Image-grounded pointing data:

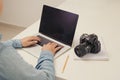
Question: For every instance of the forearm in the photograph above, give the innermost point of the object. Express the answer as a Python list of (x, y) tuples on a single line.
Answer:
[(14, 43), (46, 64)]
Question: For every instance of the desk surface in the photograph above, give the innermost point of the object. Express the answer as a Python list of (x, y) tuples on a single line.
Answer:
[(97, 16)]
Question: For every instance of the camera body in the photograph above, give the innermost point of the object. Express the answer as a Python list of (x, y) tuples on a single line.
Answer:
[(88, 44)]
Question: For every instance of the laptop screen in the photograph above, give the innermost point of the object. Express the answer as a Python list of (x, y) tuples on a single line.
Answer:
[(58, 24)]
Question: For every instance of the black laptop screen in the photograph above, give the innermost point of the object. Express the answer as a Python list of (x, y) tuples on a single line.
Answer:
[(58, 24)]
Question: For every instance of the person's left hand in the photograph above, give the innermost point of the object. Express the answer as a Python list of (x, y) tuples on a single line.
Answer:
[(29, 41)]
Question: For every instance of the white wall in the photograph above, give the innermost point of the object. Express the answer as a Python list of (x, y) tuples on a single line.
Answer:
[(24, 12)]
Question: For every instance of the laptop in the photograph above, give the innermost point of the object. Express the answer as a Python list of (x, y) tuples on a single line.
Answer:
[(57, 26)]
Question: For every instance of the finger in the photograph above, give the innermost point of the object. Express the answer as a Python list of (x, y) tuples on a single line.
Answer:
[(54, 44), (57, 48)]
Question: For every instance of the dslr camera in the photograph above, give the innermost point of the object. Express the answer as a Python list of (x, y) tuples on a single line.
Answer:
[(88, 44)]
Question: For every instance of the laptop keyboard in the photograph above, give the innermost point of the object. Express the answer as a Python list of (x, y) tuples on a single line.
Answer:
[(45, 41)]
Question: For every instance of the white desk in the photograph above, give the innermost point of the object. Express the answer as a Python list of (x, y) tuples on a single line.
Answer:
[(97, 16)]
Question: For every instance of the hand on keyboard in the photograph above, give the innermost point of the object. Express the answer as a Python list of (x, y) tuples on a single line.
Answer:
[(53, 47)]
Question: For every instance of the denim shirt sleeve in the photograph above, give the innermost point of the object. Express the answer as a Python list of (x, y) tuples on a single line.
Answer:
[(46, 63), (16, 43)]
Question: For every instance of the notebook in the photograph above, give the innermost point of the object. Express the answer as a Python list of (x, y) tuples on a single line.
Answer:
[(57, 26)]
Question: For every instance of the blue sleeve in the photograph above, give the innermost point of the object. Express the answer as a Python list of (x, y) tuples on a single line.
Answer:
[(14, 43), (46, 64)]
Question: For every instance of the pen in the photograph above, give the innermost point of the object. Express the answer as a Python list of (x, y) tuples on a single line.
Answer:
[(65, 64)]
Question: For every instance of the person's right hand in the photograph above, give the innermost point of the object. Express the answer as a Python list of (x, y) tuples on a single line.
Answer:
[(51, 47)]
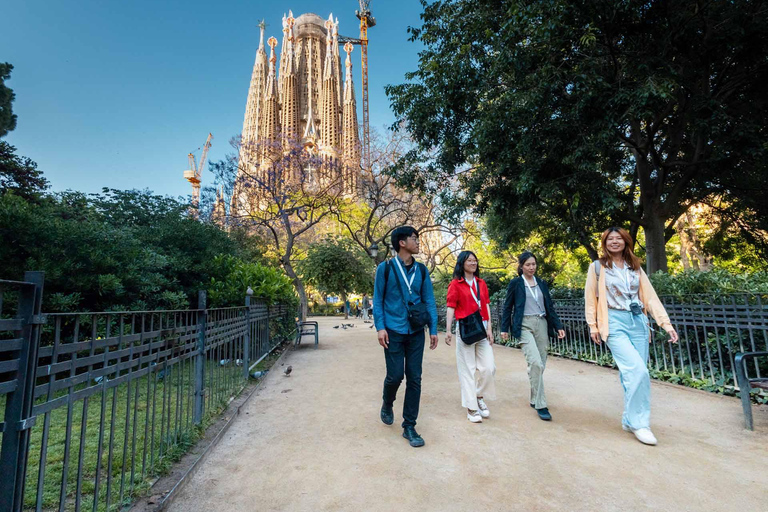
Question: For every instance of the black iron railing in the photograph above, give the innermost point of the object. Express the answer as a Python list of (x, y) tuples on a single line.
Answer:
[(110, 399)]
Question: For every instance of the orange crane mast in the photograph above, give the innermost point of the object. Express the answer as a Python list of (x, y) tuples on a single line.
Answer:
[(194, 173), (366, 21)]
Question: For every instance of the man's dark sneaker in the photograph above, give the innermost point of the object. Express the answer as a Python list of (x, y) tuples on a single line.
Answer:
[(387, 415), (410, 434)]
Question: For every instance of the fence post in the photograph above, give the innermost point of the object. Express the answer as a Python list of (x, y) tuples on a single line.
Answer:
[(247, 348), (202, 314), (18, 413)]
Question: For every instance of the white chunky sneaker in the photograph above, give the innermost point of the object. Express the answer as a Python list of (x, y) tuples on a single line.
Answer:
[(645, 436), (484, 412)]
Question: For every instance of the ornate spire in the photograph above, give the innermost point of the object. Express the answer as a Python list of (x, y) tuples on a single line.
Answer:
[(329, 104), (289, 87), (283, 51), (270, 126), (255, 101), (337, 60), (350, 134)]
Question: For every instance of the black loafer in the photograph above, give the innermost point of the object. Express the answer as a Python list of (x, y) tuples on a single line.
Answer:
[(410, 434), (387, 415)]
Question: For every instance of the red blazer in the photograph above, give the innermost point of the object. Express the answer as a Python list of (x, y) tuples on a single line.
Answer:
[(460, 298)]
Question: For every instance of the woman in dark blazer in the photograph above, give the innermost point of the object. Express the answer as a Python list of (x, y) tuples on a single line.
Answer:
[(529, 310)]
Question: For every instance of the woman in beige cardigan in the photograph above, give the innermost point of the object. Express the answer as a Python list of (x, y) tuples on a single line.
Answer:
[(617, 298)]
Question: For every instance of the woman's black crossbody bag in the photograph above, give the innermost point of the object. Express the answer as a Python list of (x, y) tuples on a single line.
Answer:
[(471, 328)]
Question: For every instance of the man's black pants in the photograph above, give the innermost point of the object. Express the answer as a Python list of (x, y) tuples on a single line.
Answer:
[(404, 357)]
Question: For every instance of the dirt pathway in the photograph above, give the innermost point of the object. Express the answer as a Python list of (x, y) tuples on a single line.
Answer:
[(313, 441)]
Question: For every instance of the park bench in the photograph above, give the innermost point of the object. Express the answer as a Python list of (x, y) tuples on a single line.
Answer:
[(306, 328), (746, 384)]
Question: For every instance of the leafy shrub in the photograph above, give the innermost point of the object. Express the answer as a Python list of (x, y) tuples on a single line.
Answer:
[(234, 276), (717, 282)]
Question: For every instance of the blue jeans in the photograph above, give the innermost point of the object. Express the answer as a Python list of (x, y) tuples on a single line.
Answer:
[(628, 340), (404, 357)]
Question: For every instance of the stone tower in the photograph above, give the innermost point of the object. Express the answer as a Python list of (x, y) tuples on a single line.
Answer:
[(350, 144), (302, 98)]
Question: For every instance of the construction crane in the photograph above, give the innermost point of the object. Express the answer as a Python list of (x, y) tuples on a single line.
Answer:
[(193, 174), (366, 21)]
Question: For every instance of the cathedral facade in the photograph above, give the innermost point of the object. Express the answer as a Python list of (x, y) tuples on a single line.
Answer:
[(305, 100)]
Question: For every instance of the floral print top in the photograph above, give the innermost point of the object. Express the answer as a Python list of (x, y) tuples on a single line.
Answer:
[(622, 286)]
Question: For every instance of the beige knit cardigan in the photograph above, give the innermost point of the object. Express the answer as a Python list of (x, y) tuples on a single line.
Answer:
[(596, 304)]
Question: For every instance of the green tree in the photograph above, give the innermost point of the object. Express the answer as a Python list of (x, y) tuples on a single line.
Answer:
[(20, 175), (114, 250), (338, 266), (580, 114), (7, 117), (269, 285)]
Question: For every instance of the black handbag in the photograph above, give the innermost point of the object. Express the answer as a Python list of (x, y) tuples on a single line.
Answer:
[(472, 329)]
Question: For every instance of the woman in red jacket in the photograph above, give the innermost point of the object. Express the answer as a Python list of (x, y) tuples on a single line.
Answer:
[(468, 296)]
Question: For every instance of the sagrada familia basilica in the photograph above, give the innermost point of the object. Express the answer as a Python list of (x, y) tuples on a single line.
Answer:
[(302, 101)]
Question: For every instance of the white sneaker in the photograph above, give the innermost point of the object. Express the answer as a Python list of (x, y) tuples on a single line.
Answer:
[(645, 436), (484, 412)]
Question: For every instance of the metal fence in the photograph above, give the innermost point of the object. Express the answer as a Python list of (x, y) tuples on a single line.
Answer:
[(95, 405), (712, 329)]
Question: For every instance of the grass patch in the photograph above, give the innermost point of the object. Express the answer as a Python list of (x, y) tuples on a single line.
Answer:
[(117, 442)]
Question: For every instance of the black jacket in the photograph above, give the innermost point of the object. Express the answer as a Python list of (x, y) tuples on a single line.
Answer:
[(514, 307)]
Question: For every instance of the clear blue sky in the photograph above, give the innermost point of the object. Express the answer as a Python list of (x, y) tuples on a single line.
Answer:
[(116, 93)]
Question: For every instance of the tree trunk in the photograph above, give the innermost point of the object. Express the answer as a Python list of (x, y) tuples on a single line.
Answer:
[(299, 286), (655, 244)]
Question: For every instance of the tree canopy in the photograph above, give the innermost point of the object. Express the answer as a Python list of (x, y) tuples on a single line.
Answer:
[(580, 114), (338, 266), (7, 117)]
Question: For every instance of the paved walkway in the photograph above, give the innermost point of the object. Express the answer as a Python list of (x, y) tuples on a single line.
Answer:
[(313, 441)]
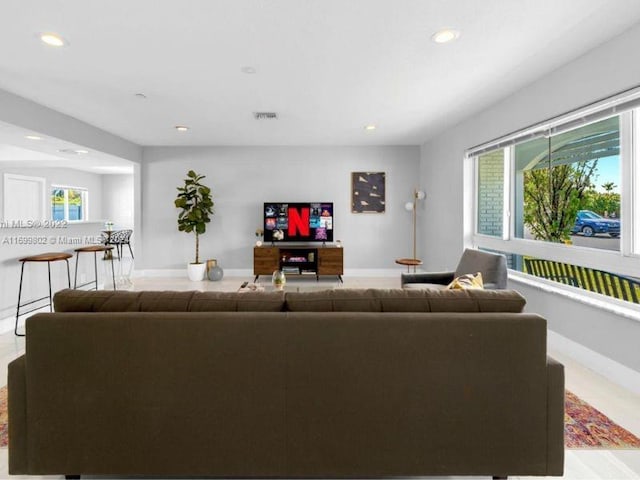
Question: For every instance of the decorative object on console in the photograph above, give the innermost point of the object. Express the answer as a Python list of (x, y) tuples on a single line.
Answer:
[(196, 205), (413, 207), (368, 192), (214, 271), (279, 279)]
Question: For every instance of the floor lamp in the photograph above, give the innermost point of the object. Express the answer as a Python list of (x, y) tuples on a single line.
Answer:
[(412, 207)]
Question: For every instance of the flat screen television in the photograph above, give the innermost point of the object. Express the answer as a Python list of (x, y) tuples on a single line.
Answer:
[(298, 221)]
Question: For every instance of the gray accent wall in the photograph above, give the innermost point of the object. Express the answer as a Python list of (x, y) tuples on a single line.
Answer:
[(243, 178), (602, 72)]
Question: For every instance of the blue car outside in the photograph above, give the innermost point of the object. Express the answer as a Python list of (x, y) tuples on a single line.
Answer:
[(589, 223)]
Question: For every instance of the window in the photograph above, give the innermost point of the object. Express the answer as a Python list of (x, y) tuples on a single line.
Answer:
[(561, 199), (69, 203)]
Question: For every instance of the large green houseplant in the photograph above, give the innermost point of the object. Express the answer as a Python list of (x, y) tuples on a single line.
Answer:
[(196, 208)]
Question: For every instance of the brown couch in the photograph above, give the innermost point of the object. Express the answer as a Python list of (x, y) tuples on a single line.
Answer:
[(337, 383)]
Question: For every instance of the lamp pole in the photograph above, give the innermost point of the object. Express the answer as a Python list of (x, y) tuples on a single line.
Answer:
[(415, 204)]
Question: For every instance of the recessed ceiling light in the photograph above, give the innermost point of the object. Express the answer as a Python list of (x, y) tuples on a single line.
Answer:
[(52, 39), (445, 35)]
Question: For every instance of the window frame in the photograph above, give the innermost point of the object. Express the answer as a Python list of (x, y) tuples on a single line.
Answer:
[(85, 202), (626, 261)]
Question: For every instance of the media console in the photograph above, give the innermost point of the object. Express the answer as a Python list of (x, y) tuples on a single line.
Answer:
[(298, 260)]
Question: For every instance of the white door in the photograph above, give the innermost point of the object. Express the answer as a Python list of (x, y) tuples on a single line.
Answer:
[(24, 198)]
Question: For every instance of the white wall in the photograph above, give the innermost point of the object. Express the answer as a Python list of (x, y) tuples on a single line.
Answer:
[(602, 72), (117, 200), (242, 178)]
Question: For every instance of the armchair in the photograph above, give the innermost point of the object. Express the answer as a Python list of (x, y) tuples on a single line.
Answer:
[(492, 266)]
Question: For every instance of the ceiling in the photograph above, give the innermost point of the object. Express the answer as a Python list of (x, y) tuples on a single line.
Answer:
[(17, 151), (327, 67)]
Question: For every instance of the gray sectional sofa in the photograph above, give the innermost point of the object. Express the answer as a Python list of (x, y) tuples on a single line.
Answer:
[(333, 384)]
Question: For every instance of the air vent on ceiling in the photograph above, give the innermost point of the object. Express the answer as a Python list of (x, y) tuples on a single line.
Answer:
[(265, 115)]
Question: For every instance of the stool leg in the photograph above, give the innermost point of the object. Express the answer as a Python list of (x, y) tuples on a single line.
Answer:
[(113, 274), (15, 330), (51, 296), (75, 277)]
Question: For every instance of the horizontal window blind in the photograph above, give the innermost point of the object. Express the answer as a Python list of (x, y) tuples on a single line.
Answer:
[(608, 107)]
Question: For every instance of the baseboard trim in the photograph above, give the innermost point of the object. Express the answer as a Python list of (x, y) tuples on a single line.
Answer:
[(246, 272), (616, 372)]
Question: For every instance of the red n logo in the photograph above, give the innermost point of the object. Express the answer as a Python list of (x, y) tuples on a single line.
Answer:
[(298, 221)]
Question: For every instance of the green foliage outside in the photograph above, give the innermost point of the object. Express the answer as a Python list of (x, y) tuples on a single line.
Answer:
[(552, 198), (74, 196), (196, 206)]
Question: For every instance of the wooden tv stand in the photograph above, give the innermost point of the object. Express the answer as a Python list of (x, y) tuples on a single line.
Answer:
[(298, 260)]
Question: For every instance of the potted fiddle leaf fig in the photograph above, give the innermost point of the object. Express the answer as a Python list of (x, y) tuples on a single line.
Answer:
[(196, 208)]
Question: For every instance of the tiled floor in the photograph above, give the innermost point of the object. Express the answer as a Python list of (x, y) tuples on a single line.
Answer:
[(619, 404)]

**What the task asks**.
Scan the records above, then copy out each line that mentions "cardigan".

**Answer to the exercise**.
Question: For every instance of the woman in beige cardigan in the photograph above, give the innermost point of the object. Express the answer as a Python list of (x, y) tuples on a single line.
Question: For every instance of the beige knit cardigan in the photograph above, give the innermost point of the object. Express the answer as a Python list of (x, y) tuples on a single line.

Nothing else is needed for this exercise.